+++ 数据条目 +++

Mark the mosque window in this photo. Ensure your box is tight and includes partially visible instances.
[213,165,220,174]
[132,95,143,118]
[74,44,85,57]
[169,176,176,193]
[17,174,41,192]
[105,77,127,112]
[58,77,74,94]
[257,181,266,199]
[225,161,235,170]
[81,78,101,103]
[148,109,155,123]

+++

→ **任务要求**: 把以上数据中的“mosque window”换成“church door”，其余部分一字不改，重新写出全部数据。

→ **本题解答**:
Mark the church door in this photo. Ensure your box is tight and includes partially visible instances.
[213,165,220,174]
[132,95,143,118]
[74,44,85,57]
[169,176,176,193]
[17,174,41,192]
[105,77,127,112]
[58,77,74,94]
[257,181,266,199]
[225,161,235,170]
[81,78,101,103]
[148,109,155,123]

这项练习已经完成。